Complete the following:
• 1. In the childhood memoir, reproduce the section from "A Clark family" up to and including "toilet rooms were.", substituting "first grade" for "1st grade".
• 2. Answer these questions from the childhood memoir:
(a) What grade was Thomas in when the Clark family came?
(b) Who taught the room that held both the first and second grade?
(c) What part was the narrator picked to play in the Tom Thumb wedding?
• 3. Continue the childhood memoir from its last sentence onward.

Selected text:
────────────────────
A Clark family lived down on the corner across the street from us for a few years and the youngest son, Thomas, was in 8th grade when they came. (I was 5 then.) I walked to school my first days of school with Thomas because I already knew where the 1st grade and toilet rooms were.

Thomas was quite a hero to me, and he used to come up to get Ma to help him with his 8th grade math. He got a lot of E's on his report card. He told his mother that "E" meant excellent, and she believed him. He had a riding horse and Marj used to make a big noise when she swallowed a drink of milk, so Pa used to say, "Listen: Thomas Clark is watering his horse," and everybody would laugh. She would do it to show off at every meal. I suppose she was 3 to 4 years old then. [7.59-2]

One day a lady got off the train with several big trunks and suitcases full of costumes to put on a Tom Thumb wedding in the Woodmen Hall. (It stood where the road branches off to Dalton across from the new Firehall.) I guess these Tom Thumb weddings were something that was done in those days, and I think one had been put on in Ashby once before.

She recruited her talent from preschoolers and from the first and second grade in school. (I was in first or second grade then. Both were in one room, and Eva Bemis was our teacher.) I was picked to be the "preacher."

We had rehearsals in the hall every afternoon for some time, and the afternoon of the big night we had to take naps so we would be wide awake for the performance, when I would tie the knot for Tom Thumb and his bride.
────────────────────
Recorded information:
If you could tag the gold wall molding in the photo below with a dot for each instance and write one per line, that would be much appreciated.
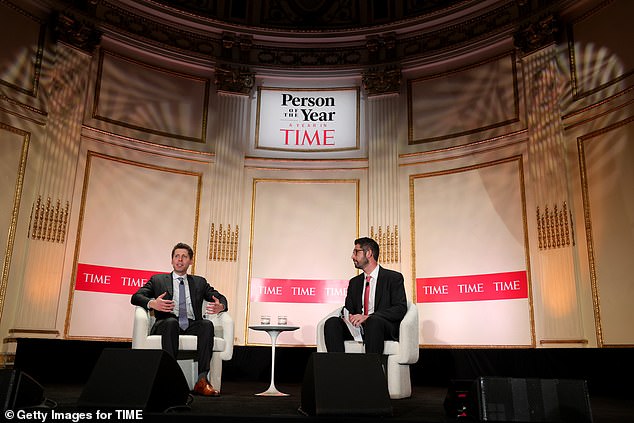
────────────────────
Responses:
• 1.
A Clark family lived down on the corner across the street from us for a few years and the youngest son, Thomas, was in 8th grade when they came. (I was 5 then.) I walked to school my first days of school with Thomas because I already knew where the first grade and toilet rooms were.

• 2.
(a) 8th grade
(b) Eva Bemis
(c) The "preacher"

• 3.
The details are sort of hazy, but I remember Buddy Koefod sang at the top of his voice, "I'll Tell the World I Love You, Margie," and he could really sing. [7.33-5]

Then I got up, holding a Bible, and "read" from memory, not from the book. I got off the track once and said "no" and started in the right place again. The audience thought it was supposed to be that way. I got compliments from several people when we came offstage about how good I was. I think that was mostly because I talked loud enough to be heard. [7.34-2]

We had Miss Bemis for a teacher in the first and second grades and she taught us to talk "up and down" (we called it), where you raised your voice at the end of every sentence. She was a good teacher, though; she taught us phonics and we learned to spell and read well. she tried to teach us the Palmer method of penmanship, which wasn't any good, but it was much better than the "printers" they turned out in later years, who could hardly write at all. We thought Miss Bemis was awfully strict. [7.89-3]

In first grade we had to count little, wooden pegs (shoe pegs) in learning to count and they were tiresome and boring. One day I pretended I was sick and couldn't go to school, so of course Ma made me lie in bed most of the day. The next morning when I walked into our elementary room before school, the principal (Amanda Erickson) stood there visiting with the teacher.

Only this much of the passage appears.